Image-grounded pointing data
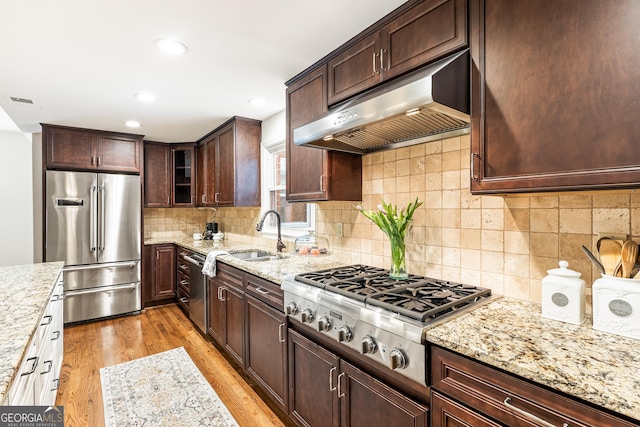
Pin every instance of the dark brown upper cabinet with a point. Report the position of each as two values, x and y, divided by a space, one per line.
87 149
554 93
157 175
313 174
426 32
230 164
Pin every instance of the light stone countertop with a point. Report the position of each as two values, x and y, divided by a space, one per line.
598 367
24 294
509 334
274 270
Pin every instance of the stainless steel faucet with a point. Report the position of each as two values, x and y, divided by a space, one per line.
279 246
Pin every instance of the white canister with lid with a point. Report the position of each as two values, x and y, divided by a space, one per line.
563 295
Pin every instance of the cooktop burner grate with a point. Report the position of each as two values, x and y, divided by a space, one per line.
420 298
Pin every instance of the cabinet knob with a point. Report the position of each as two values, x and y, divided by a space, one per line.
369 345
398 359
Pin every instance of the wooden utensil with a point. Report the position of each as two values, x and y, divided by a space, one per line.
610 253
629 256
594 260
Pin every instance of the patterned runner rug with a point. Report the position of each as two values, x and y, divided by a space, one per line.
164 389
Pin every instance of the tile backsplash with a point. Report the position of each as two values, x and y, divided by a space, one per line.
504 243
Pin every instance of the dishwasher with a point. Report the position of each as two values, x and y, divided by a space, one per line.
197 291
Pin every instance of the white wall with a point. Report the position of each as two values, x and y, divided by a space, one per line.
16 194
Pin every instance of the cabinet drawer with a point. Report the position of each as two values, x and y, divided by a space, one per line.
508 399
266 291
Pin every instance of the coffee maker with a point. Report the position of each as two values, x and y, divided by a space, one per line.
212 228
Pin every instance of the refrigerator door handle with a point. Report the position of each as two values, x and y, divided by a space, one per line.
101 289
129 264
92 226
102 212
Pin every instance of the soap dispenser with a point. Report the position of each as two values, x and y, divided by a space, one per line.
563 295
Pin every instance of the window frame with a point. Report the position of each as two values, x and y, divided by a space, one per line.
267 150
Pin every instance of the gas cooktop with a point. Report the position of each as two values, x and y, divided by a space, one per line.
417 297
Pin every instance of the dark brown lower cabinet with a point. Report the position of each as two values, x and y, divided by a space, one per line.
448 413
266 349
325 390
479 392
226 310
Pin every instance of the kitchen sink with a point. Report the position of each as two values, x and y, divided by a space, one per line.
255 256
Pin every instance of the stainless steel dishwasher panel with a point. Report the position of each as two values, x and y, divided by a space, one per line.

## Problem to solve
Quote the records in full and exactly; skip any image.

## Output for this task
Pin every instance of the dark brown upper cabinet with a point. Report the position of each as two values, x and y, divided by a space, one per line.
87 149
554 93
157 175
313 174
426 32
230 164
Pin every instance of the light stone countertop with a point. Report the position of each as two values, x and y, divided by a space, one per line.
598 367
24 294
509 334
274 270
Pin every instance of the stainless steel faucet with a point. Report the position of each as two values, x and y, divided by a space, one per line.
279 246
Pin every instance of the white canister with lid with a point. Report the position of each as two values, x and y, divided by a space, one per line.
563 295
Pin every instance of the cooktop burner grate with a point. Report the position of each as two values, x and y, divided by a space, one per line.
420 298
Pin every instance of the cabinet knob with a point. Report the position of each as two values, x and y, divided by a space, one per line.
369 345
398 359
Pin every instance of the wooden utensil with a point. Report the position of each as two values, x and y, divided by a space, one per line.
610 253
629 256
594 260
Pin every instance of the patterned runner rug with a point. Report the position of each as two values, x and y, divided by a space, one per line.
164 389
Pin every instance of the tile backsplash with a point. Report the position of each as two values, x and y, divided by a space, one per line.
504 243
Pin every instance of the dishwasher with a point. Report the position of each as two values, x and y, divided by a space, one per line.
197 291
Pin every instance of the white wall with a point. Report the position of each as two values, x and y, divided by a space, one per line.
16 194
Pin every instance of the cabinet drawer with a point. Report the position of each as two values, x and y, divided by a space, one per line.
508 399
266 291
Pin every instance of the coffee maker with a point. Report the position of each as two values, x and y, divided by a space, one per line.
212 228
Pin every instance of the refrigerator door handle with a point. Report the position of each as two values, x and y, divided by a space, one per line.
101 289
129 264
92 226
102 212
Pin every instance of the soap dispenser with a point. Report the position of each as two values, x and y, divided by a space, one per line.
563 295
Pin every instance of the window frame with a point. Report the position of each as two values, x and y, divided by a space, one per line.
267 150
Pin every instance of the gas cooktop with a point. Report the position of each as two values, x and y, divided by a space, one per line.
417 297
Pin every instance of the dark brown lower cabinet with a point. Report the position of each as two values, x and y, divided by a space, one per line.
448 413
266 349
325 390
479 392
226 310
Pin every instance of the kitchen sink with a point. Report the position of each as two values, x and y, divided by a space, one per line.
255 256
Pin every instance of the stainless steel dishwasher panel with a point. Report the position of each as two values, x and y, divided by a space, one per line.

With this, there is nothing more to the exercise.